- _EXERCISE REQUIREMENTS_: Write out the items below again, replacing "marker" with "point" wherever it appears and leaving everything else unchanged.
--- start ROWS ---
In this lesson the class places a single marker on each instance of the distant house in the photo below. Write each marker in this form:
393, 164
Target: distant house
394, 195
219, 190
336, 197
--- end ROWS ---
- _WRITTEN SOLUTION_:
In this lesson the class places a single point on each instance of the distant house in the photo below. Write each point in this form:
393, 164
Target: distant house
394, 195
219, 190
336, 197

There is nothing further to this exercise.